Task to complete:
Recast the listing, from its first line through the line containing "0 336 L 155", as a Markdown table with columns Row and Line. Leave out blank lines.

Extracted records:
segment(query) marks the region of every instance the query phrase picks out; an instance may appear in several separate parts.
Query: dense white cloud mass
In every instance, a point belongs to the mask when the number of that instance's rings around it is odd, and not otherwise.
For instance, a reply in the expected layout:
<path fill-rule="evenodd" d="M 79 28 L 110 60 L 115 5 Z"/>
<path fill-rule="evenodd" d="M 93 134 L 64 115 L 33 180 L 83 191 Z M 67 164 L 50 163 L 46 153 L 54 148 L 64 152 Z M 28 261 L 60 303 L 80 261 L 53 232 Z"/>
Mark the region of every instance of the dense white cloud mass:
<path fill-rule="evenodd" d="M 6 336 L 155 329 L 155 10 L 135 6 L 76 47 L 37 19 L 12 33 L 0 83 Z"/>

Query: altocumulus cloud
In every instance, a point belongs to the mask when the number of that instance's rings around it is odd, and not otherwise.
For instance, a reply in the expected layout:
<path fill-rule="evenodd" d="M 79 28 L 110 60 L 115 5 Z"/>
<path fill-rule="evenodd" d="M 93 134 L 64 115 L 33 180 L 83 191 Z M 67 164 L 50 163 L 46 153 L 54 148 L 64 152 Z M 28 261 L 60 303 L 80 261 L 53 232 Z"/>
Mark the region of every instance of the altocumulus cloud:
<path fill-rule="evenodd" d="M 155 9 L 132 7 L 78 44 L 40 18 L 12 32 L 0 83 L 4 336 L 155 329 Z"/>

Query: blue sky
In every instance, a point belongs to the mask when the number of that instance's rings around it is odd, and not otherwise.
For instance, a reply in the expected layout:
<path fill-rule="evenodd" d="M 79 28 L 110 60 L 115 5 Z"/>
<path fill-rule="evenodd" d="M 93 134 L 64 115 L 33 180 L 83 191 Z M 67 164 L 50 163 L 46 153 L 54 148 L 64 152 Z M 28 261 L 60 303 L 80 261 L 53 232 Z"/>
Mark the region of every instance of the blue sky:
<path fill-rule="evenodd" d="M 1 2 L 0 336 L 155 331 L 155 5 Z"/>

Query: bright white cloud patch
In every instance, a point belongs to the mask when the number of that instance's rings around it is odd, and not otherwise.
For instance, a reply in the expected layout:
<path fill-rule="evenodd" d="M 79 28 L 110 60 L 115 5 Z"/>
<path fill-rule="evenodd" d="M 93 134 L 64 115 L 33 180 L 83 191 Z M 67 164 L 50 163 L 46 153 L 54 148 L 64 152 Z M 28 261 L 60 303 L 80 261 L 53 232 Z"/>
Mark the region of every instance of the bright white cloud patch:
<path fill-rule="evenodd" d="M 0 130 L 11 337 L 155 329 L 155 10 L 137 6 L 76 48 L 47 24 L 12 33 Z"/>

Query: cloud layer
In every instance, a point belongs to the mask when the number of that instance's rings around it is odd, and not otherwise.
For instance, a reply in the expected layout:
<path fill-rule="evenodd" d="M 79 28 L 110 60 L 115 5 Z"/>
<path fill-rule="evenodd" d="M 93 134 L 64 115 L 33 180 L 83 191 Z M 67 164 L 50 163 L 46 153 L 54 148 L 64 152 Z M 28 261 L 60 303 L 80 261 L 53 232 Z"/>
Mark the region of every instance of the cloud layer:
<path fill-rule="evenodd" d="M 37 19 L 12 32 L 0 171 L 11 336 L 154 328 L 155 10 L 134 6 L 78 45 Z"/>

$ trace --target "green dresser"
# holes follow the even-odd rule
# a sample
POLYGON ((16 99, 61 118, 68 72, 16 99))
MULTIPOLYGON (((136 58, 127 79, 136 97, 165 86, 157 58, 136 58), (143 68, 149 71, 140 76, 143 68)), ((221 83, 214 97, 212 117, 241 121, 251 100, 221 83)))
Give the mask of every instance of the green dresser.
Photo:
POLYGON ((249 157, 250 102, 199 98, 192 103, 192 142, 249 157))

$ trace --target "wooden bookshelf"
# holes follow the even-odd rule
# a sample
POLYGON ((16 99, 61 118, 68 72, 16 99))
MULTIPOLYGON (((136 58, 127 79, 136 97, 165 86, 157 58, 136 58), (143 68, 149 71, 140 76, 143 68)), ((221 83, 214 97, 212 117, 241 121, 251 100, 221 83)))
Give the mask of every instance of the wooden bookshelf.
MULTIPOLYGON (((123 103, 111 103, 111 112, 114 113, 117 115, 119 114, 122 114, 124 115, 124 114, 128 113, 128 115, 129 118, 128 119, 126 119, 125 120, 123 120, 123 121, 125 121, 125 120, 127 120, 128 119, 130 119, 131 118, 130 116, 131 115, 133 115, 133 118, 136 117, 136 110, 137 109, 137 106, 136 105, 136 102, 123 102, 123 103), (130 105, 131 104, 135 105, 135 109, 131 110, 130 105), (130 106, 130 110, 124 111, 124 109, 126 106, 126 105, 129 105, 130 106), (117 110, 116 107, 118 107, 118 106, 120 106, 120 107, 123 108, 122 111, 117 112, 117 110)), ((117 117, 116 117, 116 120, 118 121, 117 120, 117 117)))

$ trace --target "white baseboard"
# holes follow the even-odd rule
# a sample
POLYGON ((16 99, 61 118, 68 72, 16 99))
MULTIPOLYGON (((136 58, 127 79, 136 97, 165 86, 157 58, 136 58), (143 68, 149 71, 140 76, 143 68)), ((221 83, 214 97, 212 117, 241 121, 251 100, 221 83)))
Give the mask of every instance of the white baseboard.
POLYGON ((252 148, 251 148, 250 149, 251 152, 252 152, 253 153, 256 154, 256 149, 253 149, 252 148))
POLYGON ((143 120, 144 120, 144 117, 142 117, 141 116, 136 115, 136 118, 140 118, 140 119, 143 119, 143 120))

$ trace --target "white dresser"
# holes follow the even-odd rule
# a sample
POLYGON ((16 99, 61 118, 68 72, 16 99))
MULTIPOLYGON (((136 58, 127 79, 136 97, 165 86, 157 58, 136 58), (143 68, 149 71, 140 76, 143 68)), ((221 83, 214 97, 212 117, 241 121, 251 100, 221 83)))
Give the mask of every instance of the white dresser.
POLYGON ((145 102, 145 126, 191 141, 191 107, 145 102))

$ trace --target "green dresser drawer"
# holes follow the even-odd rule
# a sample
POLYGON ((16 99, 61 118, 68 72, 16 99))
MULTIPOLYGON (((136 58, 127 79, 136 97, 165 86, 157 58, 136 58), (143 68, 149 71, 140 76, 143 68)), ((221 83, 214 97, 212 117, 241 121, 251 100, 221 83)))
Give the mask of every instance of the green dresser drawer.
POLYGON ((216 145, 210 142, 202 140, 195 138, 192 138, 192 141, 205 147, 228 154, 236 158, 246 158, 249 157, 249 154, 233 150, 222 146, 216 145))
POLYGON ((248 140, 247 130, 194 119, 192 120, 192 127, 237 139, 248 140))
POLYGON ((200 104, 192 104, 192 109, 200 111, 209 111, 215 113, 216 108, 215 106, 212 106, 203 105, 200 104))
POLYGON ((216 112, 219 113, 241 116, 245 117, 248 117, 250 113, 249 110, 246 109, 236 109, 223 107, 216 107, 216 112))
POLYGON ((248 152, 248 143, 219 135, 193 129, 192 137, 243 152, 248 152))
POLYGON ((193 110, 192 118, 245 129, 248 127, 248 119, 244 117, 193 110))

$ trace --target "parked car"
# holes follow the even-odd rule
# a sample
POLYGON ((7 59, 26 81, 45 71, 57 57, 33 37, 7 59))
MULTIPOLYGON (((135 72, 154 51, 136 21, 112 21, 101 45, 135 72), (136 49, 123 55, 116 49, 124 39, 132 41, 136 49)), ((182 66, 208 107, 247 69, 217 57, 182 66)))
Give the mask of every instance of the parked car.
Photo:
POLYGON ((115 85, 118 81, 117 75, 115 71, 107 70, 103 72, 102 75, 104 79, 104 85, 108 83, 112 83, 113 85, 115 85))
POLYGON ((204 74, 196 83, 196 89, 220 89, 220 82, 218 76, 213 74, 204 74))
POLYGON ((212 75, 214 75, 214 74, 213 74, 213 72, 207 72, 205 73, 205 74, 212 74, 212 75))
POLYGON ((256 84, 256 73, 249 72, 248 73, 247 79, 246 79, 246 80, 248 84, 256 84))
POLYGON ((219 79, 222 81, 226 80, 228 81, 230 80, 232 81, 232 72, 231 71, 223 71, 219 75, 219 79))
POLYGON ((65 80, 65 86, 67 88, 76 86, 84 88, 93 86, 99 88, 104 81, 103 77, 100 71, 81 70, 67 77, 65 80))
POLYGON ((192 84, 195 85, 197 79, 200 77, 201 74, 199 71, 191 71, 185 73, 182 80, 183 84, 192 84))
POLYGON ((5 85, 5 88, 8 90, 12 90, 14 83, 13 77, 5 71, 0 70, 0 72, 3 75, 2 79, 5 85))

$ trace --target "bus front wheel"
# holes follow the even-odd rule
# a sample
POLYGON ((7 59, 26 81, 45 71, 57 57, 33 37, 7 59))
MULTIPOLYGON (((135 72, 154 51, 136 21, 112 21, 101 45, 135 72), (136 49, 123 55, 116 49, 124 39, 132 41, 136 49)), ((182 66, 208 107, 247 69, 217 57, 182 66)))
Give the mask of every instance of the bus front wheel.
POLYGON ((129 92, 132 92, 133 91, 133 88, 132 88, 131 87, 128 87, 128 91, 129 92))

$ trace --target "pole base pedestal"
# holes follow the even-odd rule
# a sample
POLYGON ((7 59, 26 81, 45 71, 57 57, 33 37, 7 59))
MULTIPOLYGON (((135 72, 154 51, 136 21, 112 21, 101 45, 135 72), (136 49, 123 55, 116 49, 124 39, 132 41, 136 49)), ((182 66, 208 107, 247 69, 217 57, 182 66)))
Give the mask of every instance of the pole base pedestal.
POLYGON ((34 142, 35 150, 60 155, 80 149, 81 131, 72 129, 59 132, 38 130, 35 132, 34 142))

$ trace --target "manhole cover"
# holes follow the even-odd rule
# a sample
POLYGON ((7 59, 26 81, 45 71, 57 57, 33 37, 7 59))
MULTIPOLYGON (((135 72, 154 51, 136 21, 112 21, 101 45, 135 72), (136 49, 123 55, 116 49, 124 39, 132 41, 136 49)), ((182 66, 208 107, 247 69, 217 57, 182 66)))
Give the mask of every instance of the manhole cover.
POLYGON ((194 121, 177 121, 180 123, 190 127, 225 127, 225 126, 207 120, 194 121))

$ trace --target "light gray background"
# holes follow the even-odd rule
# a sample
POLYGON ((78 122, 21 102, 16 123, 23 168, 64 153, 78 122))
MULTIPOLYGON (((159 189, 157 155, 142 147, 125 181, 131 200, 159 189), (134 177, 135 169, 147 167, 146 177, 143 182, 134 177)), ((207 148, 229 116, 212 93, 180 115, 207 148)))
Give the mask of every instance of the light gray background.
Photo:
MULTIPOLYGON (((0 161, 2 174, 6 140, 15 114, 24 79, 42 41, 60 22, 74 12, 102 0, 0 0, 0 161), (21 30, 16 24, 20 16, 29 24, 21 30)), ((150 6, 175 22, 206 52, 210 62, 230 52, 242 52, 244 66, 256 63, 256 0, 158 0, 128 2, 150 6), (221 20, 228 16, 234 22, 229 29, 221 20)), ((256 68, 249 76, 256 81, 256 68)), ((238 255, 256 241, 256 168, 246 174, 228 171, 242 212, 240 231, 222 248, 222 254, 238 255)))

Reply to the exercise:
| Row | Line |
|---|---|
| 1 | segment(query) marks the region of every instance the query phrase picks out; an instance may appear in several separate parts. |
| 2 | Query: dense white cloud mass |
| 3 | In every instance, a point belongs to the mask when the number of that instance's rings around it is odd, and not otherwise. |
| 4 | For instance, a reply in the expected layout: |
| 5 | <path fill-rule="evenodd" d="M 79 28 L 110 60 L 115 5 Z"/> |
| 6 | <path fill-rule="evenodd" d="M 93 134 L 64 115 L 33 180 L 83 191 Z M 67 164 L 50 163 L 46 153 L 54 148 L 64 152 Z M 28 261 L 60 303 L 80 261 L 53 232 Z"/> |
| 7 | Mark the region of every instance of the dense white cloud mass: |
| 8 | <path fill-rule="evenodd" d="M 6 336 L 155 329 L 155 10 L 135 6 L 76 47 L 37 19 L 12 33 L 0 83 Z"/> |
| 9 | Query: altocumulus cloud |
| 10 | In every instance, a point belongs to the mask when the number of that instance's rings around it is odd, and not otherwise. |
| 11 | For instance, a reply in the expected layout: |
| 12 | <path fill-rule="evenodd" d="M 79 28 L 110 60 L 115 5 Z"/> |
| 13 | <path fill-rule="evenodd" d="M 93 134 L 64 115 L 33 180 L 83 191 Z M 67 164 L 50 163 L 46 153 L 54 148 L 64 152 Z M 28 261 L 60 303 L 80 261 L 53 232 Z"/> |
| 14 | Mark the region of every instance of the altocumulus cloud: |
| 15 | <path fill-rule="evenodd" d="M 155 9 L 132 7 L 78 44 L 40 18 L 12 32 L 0 83 L 4 336 L 155 329 Z"/> |
| 16 | Query: blue sky |
| 17 | In every instance, a point belongs to the mask when the number of that instance's rings around it is odd, and not otherwise. |
| 18 | For instance, a reply in the expected layout: |
| 19 | <path fill-rule="evenodd" d="M 79 28 L 110 60 L 115 5 Z"/> |
| 20 | <path fill-rule="evenodd" d="M 93 134 L 64 115 L 33 180 L 83 191 Z M 67 164 L 50 163 L 46 153 L 54 148 L 64 152 Z M 28 261 L 60 303 L 80 261 L 53 232 Z"/> |
| 21 | Mark the region of every instance of the blue sky: |
| 22 | <path fill-rule="evenodd" d="M 1 2 L 0 336 L 155 331 L 155 5 Z"/> |